**TASK GOAL**
Please retype every record below exactly, leaving the pictures out.

Saved entries:
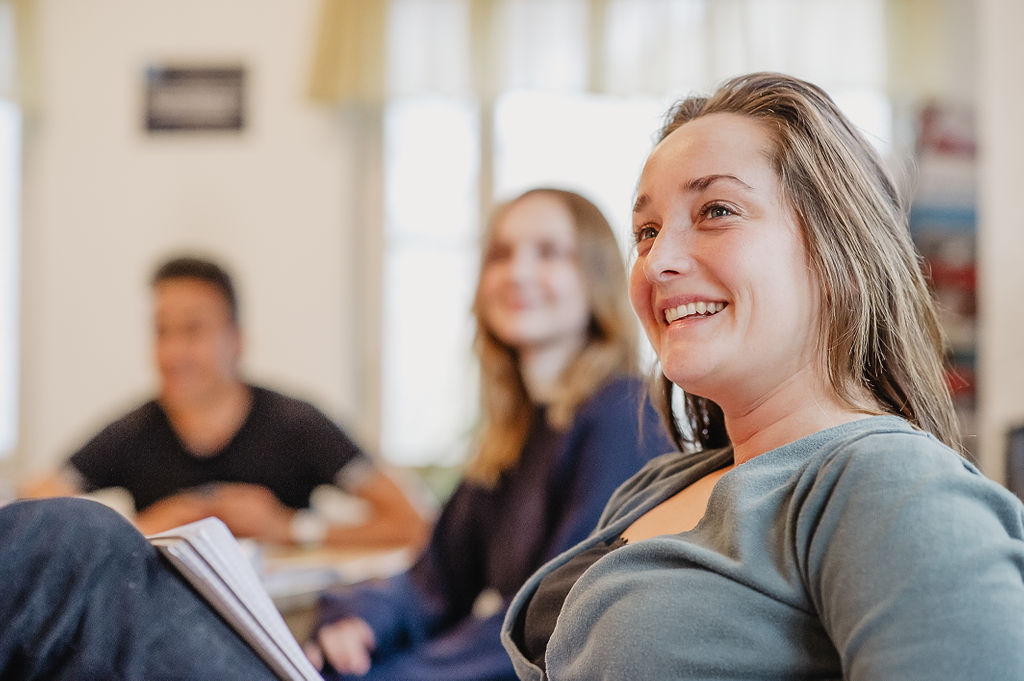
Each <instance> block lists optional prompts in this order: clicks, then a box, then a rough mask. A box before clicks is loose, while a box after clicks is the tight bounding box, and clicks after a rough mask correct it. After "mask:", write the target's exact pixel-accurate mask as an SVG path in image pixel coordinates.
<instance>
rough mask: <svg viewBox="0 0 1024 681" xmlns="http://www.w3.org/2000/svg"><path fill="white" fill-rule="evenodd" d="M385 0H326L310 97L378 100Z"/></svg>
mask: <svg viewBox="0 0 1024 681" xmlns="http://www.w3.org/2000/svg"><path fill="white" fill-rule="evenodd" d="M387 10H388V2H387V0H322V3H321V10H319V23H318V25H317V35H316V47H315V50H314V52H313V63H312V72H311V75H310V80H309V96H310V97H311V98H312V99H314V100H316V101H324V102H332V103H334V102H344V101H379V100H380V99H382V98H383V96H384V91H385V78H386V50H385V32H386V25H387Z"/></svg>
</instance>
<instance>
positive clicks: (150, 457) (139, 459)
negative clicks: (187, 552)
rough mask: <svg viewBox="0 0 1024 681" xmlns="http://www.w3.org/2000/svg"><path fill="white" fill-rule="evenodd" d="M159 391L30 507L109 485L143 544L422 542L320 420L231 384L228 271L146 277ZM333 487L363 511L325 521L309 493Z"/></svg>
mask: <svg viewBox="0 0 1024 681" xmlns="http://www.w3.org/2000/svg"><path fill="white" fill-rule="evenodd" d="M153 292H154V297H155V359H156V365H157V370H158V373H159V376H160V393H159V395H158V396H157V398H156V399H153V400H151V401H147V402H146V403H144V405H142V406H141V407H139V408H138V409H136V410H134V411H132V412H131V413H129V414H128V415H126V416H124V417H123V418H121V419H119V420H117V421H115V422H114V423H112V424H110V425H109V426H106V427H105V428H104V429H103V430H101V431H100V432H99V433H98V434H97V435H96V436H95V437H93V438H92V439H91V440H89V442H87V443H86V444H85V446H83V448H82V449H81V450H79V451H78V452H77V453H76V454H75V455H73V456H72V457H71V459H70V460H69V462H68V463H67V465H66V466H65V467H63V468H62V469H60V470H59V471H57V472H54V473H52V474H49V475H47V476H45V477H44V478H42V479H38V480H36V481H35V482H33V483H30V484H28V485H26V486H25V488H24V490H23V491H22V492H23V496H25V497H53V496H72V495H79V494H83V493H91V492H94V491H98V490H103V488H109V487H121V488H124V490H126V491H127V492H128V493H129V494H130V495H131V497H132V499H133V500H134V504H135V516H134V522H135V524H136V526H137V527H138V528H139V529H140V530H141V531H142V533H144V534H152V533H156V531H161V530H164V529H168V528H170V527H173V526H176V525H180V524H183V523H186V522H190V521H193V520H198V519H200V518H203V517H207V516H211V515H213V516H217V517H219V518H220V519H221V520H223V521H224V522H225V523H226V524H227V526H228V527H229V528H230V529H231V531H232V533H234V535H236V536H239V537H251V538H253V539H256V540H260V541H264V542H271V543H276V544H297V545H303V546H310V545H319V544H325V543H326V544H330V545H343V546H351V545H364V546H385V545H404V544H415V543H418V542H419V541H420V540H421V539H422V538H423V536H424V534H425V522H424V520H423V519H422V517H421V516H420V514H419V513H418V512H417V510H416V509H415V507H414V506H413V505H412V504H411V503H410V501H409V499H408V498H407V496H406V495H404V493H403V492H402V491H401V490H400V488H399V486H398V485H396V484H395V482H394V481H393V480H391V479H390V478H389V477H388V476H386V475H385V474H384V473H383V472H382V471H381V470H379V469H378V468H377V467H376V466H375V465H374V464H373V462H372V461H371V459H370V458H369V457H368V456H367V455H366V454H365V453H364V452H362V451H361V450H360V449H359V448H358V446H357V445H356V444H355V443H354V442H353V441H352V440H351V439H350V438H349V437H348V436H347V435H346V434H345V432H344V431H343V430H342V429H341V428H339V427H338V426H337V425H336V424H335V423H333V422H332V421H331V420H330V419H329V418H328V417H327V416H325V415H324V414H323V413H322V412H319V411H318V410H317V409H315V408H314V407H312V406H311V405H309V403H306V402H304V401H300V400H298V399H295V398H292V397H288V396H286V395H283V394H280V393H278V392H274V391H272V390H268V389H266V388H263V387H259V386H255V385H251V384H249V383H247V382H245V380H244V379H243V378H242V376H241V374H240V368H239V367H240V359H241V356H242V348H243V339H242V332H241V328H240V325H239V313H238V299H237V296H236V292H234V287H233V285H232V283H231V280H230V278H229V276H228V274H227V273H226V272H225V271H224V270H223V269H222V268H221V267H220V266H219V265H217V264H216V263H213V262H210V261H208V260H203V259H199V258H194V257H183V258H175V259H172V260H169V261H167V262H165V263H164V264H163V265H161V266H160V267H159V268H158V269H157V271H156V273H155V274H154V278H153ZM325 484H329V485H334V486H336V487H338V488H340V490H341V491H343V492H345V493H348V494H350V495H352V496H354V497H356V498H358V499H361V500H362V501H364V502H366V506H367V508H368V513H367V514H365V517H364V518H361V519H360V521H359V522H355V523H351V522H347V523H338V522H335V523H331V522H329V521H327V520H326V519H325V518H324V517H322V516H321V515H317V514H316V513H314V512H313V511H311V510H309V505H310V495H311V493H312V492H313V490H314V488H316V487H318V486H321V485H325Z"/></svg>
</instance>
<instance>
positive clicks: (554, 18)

**OUTPUT FOR THIS TASK**
Each <instance> block lists optional prompts in this order: clicks, then a box, then a rough mask. A box before clicks is loose, while a box after clicks is the tight bounding box, and clicks after a rough mask correct it. After "mask:", write the target's exact pixel-accurate mask as an SVG path in image pixel coordinates.
<instance>
rough mask: <svg viewBox="0 0 1024 681" xmlns="http://www.w3.org/2000/svg"><path fill="white" fill-rule="evenodd" d="M385 0H326L310 97L378 100Z"/></svg>
mask: <svg viewBox="0 0 1024 681" xmlns="http://www.w3.org/2000/svg"><path fill="white" fill-rule="evenodd" d="M387 10H388V2H387V0H322V3H321V10H319V23H318V25H317V35H316V47H315V50H314V52H313V63H312V72H311V75H310V80H309V96H310V97H311V98H312V99H314V100H316V101H324V102H332V103H334V102H344V101H379V100H380V99H382V98H383V96H384V91H385V78H386V50H385V32H386V25H387Z"/></svg>
</instance>
<instance>
positive clicks: (150, 457) (139, 459)
negative clicks: (187, 552)
rough mask: <svg viewBox="0 0 1024 681" xmlns="http://www.w3.org/2000/svg"><path fill="white" fill-rule="evenodd" d="M159 391L30 507L109 485L143 544L422 542L320 420L231 384L228 271L146 277ZM333 487L363 511L325 521L309 493Z"/></svg>
mask: <svg viewBox="0 0 1024 681" xmlns="http://www.w3.org/2000/svg"><path fill="white" fill-rule="evenodd" d="M153 292H154V297H155V359H156V365H157V370H158V373H159V376H160V393H159V395H158V396H157V398H156V399H153V400H151V401H147V402H146V403H144V405H142V406H141V407H139V408H138V409H136V410H134V411H132V412H131V413H129V414H128V415H126V416H124V417H123V418H121V419H119V420H117V421H115V422H114V423H112V424H110V425H109V426H106V427H105V428H104V429H103V430H101V431H100V432H99V433H98V434H97V435H96V436H95V437H93V438H92V439H91V440H89V442H87V443H86V444H85V446H83V448H82V449H81V450H79V451H78V452H77V453H76V454H75V455H73V456H72V457H71V459H70V460H69V462H68V463H67V465H66V466H65V467H63V468H62V469H60V470H59V471H57V472H54V473H52V474H49V475H47V476H45V477H44V478H42V479H38V480H36V481H35V482H33V483H30V484H28V485H26V486H25V488H24V490H23V491H22V492H23V496H25V497H53V496H72V495H79V494H83V493H91V492H94V491H98V490H103V488H109V487H121V488H124V490H126V491H127V492H128V493H129V494H130V495H131V497H132V499H133V500H134V504H135V516H134V522H135V524H136V526H137V527H138V528H139V529H140V530H141V531H142V533H144V534H152V533H156V531H161V530H164V529H168V528H170V527H173V526H176V525H180V524H183V523H186V522H190V521H193V520H198V519H200V518H203V517H207V516H211V515H213V516H217V517H219V518H220V519H221V520H223V521H224V522H225V523H226V524H227V526H228V527H229V528H230V529H231V531H232V533H234V535H236V536H239V537H251V538H253V539H256V540H260V541H264V542H271V543H276V544H297V545H303V546H310V545H319V544H325V543H326V544H330V545H343V546H351V545H364V546H385V545H404V544H415V543H418V542H419V541H420V540H421V539H422V538H423V536H424V534H425V522H424V520H423V519H422V517H421V516H420V514H419V513H418V512H417V510H416V509H415V507H414V506H413V505H412V504H411V503H410V501H409V499H408V498H407V496H406V495H404V493H403V492H402V491H401V490H400V488H399V486H398V485H396V484H395V482H394V481H393V480H391V479H390V478H389V477H388V476H386V475H385V474H384V473H383V472H382V471H381V470H379V469H378V468H377V467H376V466H375V465H374V464H373V462H372V461H371V459H370V458H369V457H368V456H367V455H366V454H365V453H364V452H362V451H361V450H360V449H359V448H358V446H357V445H356V444H355V443H354V442H353V441H352V440H351V439H350V438H349V437H348V436H347V435H346V434H345V432H344V431H343V430H342V429H341V428H339V427H338V426H337V425H336V424H335V423H333V422H332V421H331V420H330V419H329V418H328V417H327V416H325V415H324V414H323V413H322V412H319V411H318V410H317V409H315V408H314V407H312V406H311V405H309V403H306V402H304V401H300V400H298V399H295V398H292V397H288V396H286V395H283V394H280V393H278V392H274V391H272V390H268V389H266V388H263V387H259V386H255V385H251V384H249V383H247V382H245V380H244V379H243V378H242V376H241V374H240V368H239V367H240V359H241V356H242V348H243V339H242V332H241V328H240V325H239V313H238V299H237V296H236V292H234V287H233V285H232V283H231V280H230V278H229V276H228V274H227V273H226V272H225V271H224V270H223V269H222V268H221V267H220V266H219V265H217V264H216V263H213V262H210V261H208V260H203V259H199V258H194V257H183V258H175V259H172V260H169V261H167V262H165V263H164V264H163V265H161V266H160V267H159V268H158V269H157V271H156V273H155V274H154V278H153ZM325 484H329V485H334V486H336V487H338V488H340V490H341V491H343V492H345V493H348V494H350V495H352V496H354V497H356V498H358V499H361V500H362V501H364V502H366V506H367V508H368V513H367V514H365V517H364V518H361V519H360V521H359V522H355V523H351V522H347V523H338V522H335V523H331V522H329V521H327V520H326V519H325V518H324V517H322V516H321V515H317V514H316V513H314V512H313V511H311V510H309V505H310V495H311V493H312V492H313V490H314V488H316V487H318V486H321V485H325Z"/></svg>
</instance>
<instance>
positive clicks: (554, 18)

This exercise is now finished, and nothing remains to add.